**EXERCISE REQUIREMENTS:** Could you collect and copy every line in the material below that contains the word "blurred"? Capitalization counts.

======== DATASET EXCERPTS

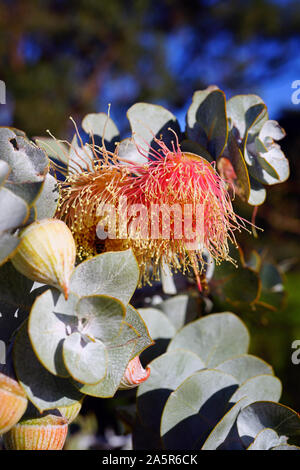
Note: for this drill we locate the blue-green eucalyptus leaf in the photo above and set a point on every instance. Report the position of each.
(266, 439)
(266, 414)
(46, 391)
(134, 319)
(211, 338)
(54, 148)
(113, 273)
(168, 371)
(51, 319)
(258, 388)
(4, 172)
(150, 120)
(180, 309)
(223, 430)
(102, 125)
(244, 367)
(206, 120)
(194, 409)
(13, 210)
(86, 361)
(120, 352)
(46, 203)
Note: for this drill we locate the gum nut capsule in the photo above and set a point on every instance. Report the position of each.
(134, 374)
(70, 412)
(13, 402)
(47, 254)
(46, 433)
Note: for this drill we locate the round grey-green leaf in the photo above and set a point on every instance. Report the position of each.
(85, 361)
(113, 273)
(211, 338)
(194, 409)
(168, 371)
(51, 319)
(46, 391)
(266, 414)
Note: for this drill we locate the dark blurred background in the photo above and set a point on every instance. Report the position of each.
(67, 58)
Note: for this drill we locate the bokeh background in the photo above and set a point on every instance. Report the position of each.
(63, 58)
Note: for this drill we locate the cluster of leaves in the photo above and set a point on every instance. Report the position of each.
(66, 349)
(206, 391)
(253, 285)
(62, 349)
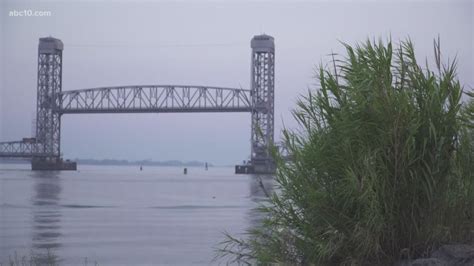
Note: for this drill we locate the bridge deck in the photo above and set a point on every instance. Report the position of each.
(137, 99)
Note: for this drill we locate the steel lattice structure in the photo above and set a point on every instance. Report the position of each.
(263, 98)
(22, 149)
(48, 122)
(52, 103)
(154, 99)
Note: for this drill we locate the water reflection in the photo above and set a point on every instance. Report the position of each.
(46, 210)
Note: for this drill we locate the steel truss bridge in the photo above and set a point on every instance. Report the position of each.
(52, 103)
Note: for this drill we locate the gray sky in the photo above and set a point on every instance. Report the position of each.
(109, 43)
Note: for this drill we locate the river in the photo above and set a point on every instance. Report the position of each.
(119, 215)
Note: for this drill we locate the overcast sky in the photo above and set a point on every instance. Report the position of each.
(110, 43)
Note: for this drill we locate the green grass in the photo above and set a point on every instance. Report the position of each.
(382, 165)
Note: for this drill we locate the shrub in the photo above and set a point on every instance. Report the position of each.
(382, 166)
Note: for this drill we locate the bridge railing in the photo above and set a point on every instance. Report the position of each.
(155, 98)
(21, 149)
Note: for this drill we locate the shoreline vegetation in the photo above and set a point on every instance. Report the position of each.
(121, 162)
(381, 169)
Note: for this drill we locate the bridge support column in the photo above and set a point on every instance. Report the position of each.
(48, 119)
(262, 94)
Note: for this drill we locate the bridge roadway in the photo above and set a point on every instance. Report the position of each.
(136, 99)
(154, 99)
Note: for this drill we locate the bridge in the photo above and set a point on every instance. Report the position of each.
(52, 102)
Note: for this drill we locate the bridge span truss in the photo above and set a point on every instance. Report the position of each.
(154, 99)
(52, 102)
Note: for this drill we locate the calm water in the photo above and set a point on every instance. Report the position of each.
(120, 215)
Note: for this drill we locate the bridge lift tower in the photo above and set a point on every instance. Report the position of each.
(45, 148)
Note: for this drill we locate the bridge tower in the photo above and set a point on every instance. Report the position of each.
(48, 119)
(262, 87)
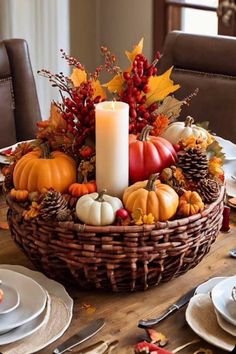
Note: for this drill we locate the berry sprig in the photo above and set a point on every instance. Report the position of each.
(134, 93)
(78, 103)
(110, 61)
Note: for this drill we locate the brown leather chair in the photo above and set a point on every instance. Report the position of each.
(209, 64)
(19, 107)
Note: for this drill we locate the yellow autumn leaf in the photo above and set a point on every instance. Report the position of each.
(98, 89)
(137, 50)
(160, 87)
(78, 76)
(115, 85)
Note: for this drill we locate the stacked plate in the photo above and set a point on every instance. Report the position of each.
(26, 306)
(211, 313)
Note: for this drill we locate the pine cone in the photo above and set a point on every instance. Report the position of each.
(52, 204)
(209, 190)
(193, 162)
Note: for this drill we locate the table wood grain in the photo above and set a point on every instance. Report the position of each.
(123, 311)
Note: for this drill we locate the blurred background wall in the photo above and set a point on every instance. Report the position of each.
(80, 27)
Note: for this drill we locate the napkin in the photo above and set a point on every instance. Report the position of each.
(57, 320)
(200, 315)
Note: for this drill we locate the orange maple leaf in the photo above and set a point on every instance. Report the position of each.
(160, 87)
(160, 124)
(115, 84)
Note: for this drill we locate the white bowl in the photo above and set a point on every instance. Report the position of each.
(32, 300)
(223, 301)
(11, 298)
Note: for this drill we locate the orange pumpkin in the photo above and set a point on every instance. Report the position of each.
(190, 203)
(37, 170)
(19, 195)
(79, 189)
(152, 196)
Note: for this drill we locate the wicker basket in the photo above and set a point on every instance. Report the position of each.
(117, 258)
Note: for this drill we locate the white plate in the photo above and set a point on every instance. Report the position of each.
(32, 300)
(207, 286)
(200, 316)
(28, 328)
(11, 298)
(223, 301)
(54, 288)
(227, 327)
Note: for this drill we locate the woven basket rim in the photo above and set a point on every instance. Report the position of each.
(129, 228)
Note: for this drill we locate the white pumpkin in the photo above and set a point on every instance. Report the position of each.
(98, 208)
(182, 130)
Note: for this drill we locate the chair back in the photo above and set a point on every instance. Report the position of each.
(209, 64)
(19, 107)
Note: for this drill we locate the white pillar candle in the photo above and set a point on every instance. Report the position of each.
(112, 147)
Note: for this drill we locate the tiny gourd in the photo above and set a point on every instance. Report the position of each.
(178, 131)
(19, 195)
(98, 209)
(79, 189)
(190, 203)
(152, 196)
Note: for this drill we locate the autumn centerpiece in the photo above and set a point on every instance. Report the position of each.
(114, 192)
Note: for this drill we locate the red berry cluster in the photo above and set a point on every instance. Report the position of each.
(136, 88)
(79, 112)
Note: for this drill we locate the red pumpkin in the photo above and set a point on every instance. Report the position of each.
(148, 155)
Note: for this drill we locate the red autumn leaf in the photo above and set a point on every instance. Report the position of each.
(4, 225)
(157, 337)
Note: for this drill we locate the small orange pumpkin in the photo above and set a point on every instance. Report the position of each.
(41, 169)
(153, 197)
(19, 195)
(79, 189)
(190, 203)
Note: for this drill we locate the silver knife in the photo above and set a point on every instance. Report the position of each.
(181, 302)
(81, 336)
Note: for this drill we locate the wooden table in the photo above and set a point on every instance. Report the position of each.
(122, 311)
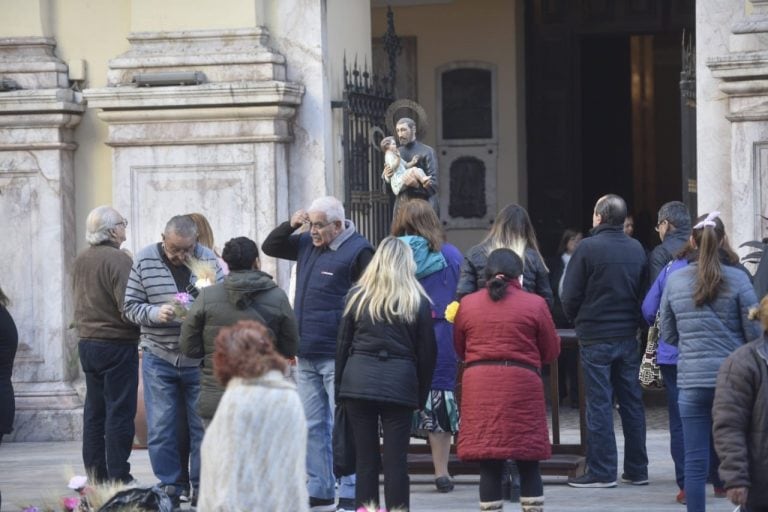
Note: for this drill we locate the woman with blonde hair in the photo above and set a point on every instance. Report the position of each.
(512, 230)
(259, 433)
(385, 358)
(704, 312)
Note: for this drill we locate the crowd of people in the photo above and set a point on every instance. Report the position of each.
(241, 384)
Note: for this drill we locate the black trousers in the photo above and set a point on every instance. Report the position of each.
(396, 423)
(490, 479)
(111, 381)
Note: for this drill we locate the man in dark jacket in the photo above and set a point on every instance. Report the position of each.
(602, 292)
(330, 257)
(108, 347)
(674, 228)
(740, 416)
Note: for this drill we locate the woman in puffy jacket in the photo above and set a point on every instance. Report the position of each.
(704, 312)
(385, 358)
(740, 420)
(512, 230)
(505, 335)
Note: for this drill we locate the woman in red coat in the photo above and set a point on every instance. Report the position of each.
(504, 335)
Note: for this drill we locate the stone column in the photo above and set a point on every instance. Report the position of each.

================
======== DATASET EXCERPTS

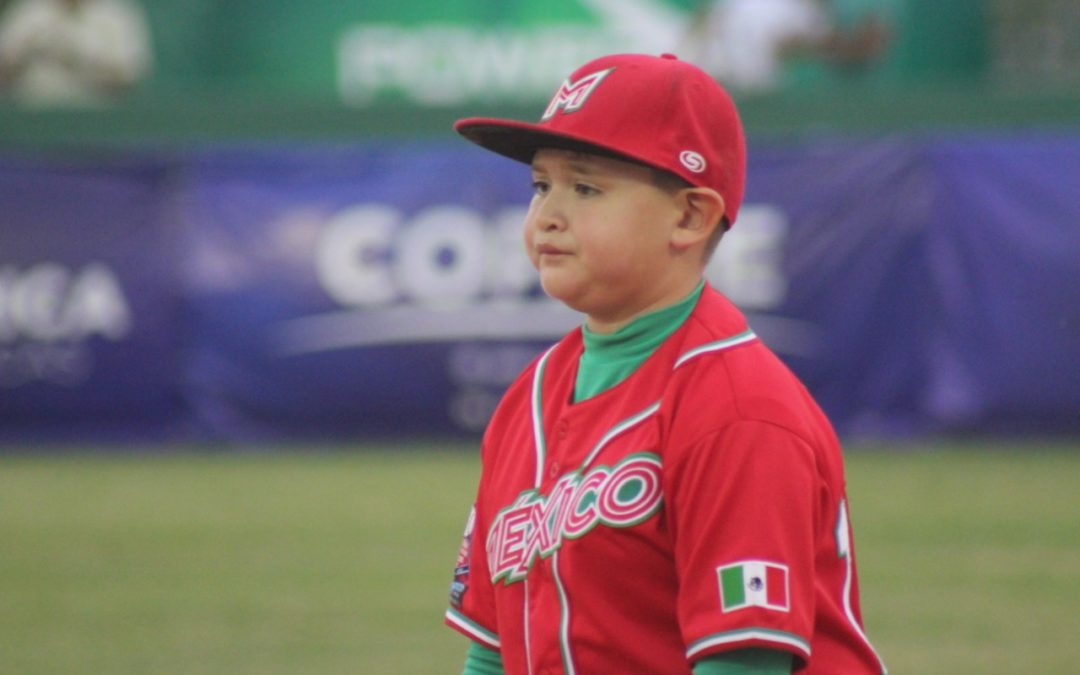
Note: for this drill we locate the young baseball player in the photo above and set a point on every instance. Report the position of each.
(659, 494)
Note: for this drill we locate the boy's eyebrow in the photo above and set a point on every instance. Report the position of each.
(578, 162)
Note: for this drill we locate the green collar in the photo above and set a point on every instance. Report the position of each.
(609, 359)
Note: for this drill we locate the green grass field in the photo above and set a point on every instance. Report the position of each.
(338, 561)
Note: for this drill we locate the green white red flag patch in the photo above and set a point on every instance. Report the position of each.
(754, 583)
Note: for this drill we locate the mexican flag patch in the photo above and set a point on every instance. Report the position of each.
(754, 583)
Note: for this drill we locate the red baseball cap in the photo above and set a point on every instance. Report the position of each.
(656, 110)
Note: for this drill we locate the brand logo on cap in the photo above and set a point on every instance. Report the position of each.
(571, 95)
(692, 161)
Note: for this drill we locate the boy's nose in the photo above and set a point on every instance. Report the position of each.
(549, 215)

================

**TASK RESPONSE:**
Note: for this drill we locate the dark blurred background in the photo above and set a point on every instance. Report the position of each.
Note: for this drill we locate the blurred background wall in the photo above and set a point on every instance. Report the position of each.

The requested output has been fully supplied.